▶ _Activities_
A. According to the Ninja Warrior interview, which obstacles did JU build in the gym?
B. Summarize the Ninja Warrior interview in two sentences.
C. From the Ninja Warrior interview, quote the passage from "JU: After being" up to and including "on your business?".

▶ _Document segment_
FP: How does Ninja Warrior compare to other challenges?

JU: Something like Tough Mudder is completely different from Ninja Warrior. I would say Ninja Warrior is the hardest obstacle course because we only have one chance and, if we fall, that’s it – the show’s over and also the dream. The pressure and the audience give us a nervous feeling – all eyes are on us!

 

FP: How has your experience on Ninja Warrior informed your work as a PT?

JU: After being on Ninja Warrior, most of my clients wanted to do similar stuff to the show, as they had seen me do it. I built a few obstacles in the gym I work from, such as the cliff hanger and unstable bridge, and I always give clients fun challenges, such as a rope climb or swinging on a rope to get to the next obstacle without falling off. It’s great fun and they can appreciate the hard work I’ve put in for my training because 90% of people can’t do it.

 

FP: Has winning Ninja Warrior had any impact on your business?

 JU: I have been in more demand as a PT due to being on the show. I have done some Ninja Warrior training in schools for children to try and get them active; it’s great to see them happy and enjoying it, as I feel like I’m giving something back. The exposure of being on television has increased my social media following, so I have attracted new potential clients. I was part of a Ninja Warrior special in Germany, which I did in June, and I’m going to Hungary to do their Ninja Warrior as well.

FP: How do you balance your PT career with your personal achievements?

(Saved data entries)

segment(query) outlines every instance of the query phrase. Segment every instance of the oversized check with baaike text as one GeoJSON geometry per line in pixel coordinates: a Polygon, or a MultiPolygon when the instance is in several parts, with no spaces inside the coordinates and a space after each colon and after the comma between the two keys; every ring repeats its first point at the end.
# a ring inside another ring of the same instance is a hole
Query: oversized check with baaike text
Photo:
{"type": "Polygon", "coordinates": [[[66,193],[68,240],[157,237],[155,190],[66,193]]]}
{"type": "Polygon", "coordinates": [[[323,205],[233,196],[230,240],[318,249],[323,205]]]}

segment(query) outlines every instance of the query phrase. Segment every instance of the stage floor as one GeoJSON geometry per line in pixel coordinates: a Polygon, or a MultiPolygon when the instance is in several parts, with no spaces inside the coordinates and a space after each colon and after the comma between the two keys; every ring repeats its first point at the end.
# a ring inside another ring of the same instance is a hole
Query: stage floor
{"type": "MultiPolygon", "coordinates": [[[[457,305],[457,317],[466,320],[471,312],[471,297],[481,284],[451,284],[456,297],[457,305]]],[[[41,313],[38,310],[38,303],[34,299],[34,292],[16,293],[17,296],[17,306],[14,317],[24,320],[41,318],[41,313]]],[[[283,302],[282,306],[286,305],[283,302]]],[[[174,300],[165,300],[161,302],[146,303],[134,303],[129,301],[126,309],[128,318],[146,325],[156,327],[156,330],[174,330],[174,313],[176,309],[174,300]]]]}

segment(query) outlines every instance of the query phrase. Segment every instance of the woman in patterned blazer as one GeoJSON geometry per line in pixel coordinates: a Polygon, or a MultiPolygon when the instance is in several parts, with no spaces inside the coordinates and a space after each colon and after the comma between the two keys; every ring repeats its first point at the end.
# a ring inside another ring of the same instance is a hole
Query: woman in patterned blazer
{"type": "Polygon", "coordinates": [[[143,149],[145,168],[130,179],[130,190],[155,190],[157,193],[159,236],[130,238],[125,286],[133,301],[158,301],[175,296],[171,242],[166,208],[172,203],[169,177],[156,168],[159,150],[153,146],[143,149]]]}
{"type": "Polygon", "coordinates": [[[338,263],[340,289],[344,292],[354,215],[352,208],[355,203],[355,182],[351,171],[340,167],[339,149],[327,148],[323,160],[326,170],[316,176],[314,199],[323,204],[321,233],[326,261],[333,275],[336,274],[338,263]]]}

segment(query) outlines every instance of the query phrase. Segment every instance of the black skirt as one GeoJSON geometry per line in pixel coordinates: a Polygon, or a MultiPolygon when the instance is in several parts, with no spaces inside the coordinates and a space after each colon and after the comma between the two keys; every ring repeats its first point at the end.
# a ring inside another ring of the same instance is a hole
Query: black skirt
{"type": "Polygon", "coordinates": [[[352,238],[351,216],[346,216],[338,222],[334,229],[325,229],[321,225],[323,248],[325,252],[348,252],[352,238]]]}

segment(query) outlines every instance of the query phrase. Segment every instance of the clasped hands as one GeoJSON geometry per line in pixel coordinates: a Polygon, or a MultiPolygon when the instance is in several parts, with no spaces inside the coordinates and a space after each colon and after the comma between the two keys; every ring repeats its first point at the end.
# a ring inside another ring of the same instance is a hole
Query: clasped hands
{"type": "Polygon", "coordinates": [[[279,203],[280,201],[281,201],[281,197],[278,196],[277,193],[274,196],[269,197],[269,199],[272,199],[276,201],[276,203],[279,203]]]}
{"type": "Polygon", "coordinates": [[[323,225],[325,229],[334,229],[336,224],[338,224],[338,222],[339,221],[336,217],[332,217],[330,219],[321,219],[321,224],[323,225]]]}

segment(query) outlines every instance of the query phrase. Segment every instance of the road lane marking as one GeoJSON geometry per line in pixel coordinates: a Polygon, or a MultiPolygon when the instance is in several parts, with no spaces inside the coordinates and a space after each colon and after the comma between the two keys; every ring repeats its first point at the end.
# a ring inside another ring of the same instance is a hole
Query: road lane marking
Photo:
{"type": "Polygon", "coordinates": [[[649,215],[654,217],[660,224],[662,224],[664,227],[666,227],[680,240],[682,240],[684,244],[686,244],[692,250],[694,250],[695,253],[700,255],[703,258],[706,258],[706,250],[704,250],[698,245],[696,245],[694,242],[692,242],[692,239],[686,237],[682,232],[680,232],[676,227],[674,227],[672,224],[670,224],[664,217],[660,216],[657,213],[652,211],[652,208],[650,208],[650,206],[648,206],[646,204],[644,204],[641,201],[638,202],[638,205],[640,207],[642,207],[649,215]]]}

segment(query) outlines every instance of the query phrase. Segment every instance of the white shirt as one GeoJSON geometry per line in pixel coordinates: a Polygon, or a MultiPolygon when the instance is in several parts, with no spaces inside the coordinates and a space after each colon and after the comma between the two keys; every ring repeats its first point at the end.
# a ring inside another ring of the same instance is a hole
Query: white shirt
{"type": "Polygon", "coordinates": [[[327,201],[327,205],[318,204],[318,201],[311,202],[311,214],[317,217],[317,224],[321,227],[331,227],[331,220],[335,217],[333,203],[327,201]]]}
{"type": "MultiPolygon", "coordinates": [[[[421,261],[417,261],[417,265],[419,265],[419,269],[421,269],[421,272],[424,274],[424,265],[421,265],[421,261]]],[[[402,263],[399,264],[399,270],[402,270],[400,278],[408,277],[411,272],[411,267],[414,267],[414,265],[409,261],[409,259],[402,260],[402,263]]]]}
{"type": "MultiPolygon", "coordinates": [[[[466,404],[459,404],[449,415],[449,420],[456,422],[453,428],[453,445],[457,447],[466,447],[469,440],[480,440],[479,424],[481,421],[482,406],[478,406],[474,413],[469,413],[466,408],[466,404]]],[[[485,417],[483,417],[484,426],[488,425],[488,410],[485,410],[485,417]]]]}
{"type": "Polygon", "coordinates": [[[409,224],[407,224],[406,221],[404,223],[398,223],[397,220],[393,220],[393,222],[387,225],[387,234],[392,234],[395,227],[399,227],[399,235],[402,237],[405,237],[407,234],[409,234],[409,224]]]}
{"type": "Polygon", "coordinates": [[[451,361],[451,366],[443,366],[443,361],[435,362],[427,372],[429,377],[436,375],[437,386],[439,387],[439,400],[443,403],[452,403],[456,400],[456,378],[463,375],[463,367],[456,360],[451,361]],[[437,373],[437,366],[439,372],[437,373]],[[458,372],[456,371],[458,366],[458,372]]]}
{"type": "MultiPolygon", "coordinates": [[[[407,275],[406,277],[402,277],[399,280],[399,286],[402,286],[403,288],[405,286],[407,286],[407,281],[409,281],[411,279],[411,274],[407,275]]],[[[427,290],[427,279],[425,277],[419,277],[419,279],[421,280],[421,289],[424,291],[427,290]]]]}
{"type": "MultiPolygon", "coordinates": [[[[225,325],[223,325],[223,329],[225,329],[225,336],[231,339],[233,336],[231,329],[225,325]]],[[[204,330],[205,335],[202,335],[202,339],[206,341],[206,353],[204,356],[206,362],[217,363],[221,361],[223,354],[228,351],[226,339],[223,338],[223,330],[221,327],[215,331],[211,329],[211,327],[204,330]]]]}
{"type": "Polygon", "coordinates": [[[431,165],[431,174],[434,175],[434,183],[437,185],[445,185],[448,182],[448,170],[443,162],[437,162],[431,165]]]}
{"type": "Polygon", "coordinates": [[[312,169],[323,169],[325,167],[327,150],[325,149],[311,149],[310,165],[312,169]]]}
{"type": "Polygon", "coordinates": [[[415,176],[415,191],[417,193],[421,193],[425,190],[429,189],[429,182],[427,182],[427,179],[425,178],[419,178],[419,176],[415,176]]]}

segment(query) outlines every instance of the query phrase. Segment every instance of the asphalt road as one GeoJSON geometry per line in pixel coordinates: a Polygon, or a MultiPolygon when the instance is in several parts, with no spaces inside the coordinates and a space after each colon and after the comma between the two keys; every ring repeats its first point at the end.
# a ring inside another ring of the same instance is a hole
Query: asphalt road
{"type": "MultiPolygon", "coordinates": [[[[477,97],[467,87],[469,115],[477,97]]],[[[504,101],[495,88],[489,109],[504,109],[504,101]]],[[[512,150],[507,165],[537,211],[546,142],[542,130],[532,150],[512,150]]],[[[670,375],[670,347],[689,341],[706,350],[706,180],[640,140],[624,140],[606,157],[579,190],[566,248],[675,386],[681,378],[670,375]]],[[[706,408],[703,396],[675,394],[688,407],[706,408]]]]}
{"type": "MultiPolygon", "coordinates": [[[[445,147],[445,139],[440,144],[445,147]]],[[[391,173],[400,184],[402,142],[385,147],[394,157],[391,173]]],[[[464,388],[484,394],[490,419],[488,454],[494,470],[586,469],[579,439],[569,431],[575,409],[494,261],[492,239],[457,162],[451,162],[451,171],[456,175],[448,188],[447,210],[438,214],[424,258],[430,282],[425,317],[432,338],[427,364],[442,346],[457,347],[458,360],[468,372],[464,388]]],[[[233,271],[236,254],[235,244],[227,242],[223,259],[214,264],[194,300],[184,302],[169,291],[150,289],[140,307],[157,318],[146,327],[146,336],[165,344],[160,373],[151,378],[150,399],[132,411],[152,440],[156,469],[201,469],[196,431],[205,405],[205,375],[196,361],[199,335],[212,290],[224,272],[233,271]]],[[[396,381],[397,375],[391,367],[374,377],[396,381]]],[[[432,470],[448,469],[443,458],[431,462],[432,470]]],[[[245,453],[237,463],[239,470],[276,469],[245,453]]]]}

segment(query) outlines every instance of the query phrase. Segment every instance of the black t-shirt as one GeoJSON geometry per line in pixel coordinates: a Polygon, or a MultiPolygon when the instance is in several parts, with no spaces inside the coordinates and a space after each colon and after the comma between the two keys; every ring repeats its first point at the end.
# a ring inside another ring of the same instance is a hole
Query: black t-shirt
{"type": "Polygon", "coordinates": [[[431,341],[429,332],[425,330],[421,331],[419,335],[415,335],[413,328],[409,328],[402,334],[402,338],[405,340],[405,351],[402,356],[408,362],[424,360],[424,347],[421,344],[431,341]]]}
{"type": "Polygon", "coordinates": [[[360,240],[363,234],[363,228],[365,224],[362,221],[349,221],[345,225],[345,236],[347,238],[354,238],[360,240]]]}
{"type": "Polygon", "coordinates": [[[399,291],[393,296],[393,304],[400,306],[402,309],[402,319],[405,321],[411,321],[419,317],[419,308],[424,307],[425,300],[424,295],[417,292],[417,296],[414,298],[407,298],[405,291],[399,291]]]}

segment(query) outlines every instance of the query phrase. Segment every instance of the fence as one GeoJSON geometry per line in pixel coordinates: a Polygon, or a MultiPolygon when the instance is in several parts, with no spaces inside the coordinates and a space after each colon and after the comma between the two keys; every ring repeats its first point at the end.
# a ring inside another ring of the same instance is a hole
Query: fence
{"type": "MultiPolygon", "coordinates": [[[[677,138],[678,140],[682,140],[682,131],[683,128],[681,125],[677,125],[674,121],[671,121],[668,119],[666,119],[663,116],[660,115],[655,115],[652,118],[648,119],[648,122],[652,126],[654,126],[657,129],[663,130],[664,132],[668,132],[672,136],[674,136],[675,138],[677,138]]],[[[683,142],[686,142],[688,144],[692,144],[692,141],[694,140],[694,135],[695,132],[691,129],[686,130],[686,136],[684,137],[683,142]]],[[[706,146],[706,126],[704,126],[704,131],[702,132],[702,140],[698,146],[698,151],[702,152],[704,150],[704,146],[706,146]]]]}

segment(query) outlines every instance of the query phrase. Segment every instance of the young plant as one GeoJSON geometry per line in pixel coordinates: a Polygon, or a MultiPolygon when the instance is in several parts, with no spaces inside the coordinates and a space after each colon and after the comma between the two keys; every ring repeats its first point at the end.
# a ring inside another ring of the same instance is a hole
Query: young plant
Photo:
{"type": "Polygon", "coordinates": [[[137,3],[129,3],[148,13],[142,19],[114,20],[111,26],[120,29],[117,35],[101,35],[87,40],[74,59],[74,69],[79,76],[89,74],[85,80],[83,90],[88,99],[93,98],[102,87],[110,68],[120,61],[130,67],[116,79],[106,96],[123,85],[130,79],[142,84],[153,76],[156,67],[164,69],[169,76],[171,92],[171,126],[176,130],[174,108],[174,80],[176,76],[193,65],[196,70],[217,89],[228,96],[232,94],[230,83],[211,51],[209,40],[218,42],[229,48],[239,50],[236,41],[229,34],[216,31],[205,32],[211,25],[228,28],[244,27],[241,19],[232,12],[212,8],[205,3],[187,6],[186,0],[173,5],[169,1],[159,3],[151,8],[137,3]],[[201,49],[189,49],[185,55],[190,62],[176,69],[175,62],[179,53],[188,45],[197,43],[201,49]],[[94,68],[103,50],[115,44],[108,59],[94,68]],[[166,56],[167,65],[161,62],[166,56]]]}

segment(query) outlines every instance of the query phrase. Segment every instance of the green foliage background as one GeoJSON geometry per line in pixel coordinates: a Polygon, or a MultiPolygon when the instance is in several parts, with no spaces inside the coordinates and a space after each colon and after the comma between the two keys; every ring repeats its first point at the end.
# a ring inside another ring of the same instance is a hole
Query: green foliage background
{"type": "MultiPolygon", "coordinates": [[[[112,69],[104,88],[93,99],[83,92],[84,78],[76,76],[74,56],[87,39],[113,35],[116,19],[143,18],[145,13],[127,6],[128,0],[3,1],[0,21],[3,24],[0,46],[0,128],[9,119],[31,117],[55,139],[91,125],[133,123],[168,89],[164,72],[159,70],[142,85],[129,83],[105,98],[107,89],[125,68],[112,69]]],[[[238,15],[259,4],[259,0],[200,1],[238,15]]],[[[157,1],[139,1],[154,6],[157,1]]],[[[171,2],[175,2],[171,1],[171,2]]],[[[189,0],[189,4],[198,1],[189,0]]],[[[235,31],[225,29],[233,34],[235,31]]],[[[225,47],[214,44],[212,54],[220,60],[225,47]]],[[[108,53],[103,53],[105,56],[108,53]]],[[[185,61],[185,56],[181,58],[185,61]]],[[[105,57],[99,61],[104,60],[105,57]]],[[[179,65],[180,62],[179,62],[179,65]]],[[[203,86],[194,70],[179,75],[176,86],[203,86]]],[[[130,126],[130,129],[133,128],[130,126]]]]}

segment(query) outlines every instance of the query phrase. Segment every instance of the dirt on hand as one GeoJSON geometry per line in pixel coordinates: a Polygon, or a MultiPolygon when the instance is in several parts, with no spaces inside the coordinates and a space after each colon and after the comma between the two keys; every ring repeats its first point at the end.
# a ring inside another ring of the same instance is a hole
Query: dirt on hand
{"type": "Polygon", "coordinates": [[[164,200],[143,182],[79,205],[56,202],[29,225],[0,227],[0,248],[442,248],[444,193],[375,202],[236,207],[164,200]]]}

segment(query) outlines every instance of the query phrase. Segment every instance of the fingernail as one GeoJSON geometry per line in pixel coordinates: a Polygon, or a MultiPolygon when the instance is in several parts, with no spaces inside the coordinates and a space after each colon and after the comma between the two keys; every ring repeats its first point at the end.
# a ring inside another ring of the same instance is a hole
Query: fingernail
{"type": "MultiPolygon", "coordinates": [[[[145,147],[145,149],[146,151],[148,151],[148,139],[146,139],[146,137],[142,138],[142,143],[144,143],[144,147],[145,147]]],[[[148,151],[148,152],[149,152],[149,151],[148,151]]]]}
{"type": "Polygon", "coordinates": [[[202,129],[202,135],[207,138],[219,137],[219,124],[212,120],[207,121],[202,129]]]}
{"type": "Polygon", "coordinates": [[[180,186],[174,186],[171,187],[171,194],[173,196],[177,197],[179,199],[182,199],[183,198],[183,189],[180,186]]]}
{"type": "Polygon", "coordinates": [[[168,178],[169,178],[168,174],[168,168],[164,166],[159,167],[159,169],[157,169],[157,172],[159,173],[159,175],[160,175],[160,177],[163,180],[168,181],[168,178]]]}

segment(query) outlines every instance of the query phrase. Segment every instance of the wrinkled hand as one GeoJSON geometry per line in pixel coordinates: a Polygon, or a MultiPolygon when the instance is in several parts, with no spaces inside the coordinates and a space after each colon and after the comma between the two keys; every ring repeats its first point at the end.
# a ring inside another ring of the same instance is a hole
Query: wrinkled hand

▶ _Responses by item number_
A. The cliff hanger and the unstable bridge.

B. JU calls Ninja Warrior the hardest obstacle course because competitors get only one chance, and JU now gives personal training clients similar challenges on obstacles built in the gym. Being on the show has raised demand for JU as a PT, brought more social media followers and potential clients, and led to Ninja Warrior training in schools and to appearances in Germany and Hungary.

C.
JU: After being on Ninja Warrior, most of my clients wanted to do similar stuff to the show, as they had seen me do it. I built a few obstacles in the gym I work from, such as the cliff hanger and unstable bridge, and I always give clients fun challenges, such as a rope climb or swinging on a rope to get to the next obstacle without falling off. It’s great fun and they can appreciate the hard work I’ve put in for my training because 90% of people can’t do it.

 

FP: Has winning Ninja Warrior had any impact on your business?